Collected data:
______________________________
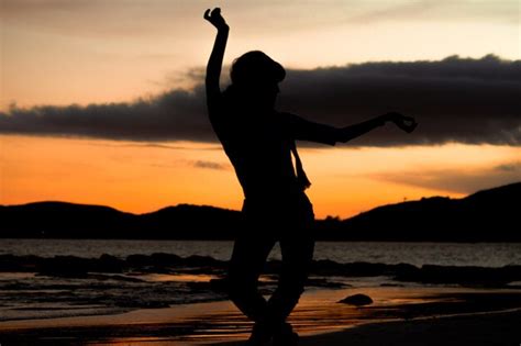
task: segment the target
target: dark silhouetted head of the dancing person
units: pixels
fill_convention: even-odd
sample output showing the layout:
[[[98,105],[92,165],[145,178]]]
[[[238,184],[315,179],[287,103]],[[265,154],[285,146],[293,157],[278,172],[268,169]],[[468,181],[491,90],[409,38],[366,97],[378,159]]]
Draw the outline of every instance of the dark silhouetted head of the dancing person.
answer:
[[[233,62],[230,77],[232,85],[247,94],[250,101],[273,109],[286,70],[263,52],[252,51]]]

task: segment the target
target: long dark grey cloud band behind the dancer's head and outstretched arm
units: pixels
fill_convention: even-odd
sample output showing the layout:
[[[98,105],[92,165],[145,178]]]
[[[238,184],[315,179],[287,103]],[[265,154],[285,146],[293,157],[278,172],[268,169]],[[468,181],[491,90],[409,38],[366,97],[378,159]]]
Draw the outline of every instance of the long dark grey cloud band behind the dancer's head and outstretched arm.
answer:
[[[279,109],[317,122],[345,126],[399,111],[420,123],[413,134],[389,125],[350,142],[352,146],[521,144],[521,60],[451,56],[437,62],[288,69],[280,89]],[[217,142],[201,80],[191,90],[134,102],[12,107],[0,113],[0,134]]]

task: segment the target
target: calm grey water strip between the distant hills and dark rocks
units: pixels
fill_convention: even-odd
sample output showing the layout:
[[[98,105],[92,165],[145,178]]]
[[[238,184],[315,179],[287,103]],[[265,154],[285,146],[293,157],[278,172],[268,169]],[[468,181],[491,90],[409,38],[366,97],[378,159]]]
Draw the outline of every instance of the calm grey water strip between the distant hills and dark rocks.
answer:
[[[103,254],[125,258],[154,253],[210,256],[228,260],[233,242],[208,241],[118,241],[118,239],[0,239],[0,255],[40,257],[77,256],[98,258]],[[277,246],[271,259],[280,259]],[[314,259],[346,263],[380,263],[440,266],[502,267],[521,265],[521,243],[393,243],[318,242]]]

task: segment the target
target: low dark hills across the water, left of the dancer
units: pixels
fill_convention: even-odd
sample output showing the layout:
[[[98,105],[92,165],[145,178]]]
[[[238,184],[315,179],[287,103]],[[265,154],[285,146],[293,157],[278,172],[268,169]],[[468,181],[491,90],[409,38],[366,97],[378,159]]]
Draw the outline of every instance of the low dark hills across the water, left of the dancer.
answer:
[[[13,238],[233,238],[241,213],[179,204],[132,214],[101,205],[36,202],[0,207],[0,237]]]

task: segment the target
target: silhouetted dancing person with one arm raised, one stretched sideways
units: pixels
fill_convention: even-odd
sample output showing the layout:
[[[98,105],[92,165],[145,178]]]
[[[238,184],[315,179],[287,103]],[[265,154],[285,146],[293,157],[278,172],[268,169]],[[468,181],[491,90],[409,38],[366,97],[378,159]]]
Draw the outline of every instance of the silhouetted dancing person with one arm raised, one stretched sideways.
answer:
______________________________
● **INSTRUCTIONS FOR THE TASK**
Count, and answer with the number only: how many lines of the data include the string "sideways"?

● **ANSWER FOR THIS EXERCISE**
2